---------- PROVIDED TEXT
Best practices for network configuration

Best practices

For more information about network configuration refer to Network performance configuration options.

Delphix Engine <===> Target Host (Implement standard requirements for optimal NFS/ISCSI performance):
- Optimal physical network topology:
  - Low latency: <1ms for 8K packets.
  - Network adjacency: minimize network hops, co-locate in the same blade enclosure, co-locate on the same physical host.
  - Eliminate all Layer 3+ devices like firewalls, IDS, packet filters (Deep Packet Inspection - DPI).
  - Multiple switches can add latency and fragmentation, and reordering issues will add significant latency.
- Optimal throughput:
  - 10GbE physical uplinks or higher.
  - Jumbo frames (typically MTU 9000) improve network efficiency by lowering CPU and latency, and allowing greater throughput.
  - All devices end-to-end must be configured for the larger frame size including switches, routers, fabric interconnects, hypervisors, and servers.
- Optimal logical flow:
  - Disable QoS throttles limiting network utilization below line rate (e.g. HP Virtual Connect FlexFabric).
  - Consider a dedicated VLAN (with jumbo frames) for NFS/iSCSI traffic.
    - VMware KB-Configuring iSCSI port binding with multiple NICs in one vSwitch for VMware ESXi 6.0.x
    - VMware KB-Considerations for using software iSCSI port binding in ESX/ESXi
- NIC Teaming (at ESX layer) of multiple physical uplinks can provide additional throughput for higher workloads.
  - Examples: 4x1Gb NICs support up to 400 MBPS IO, 2x10Gb NICs support up to 2GBPS IO.
  - VMware KB-1004088 has NIC teaming recommendations, including route- based-on-IP-hash policy.
  - VMware KB-1001938 has host requirements for physical link aggregation (LACP, EtherChannel).
  - VMware KB-1007371 and this popular blog post details problems with NIC selection using dest-IP hash.
--------------------
> **SET TASKS**
a: In one to three sentences, explain why the network configuration best practices recommend jumbo frames.
b: Sum up the network configuration best practices in two sentences.
---------- DATASET RECORDS
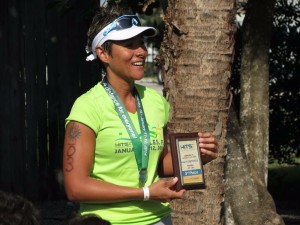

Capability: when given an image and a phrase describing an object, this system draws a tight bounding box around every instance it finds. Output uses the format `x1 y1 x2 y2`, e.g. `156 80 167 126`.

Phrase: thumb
168 177 178 187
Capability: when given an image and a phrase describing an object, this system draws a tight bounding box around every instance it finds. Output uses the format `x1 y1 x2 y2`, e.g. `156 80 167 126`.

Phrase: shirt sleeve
65 95 102 134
--------------------
> **ANSWERS PROVIDED**
a: Jumbo frames, typically with an MTU of 9000, make the network more efficient by lowering CPU use and latency. They also allow greater throughput.

b: For good NFS/iSCSI performance between the Delphix Engine and a target host, the network should have low latency, few hops and no Layer 3+ devices such as firewalls in the path. It should also have 10GbE or faster uplinks and jumbo frames set on every device end to end, and the guidance further advises disabling QoS throttles, considering a dedicated VLAN for NFS/iSCSI traffic, and using NIC teaming at the ESX layer for extra throughput under heavier workloads.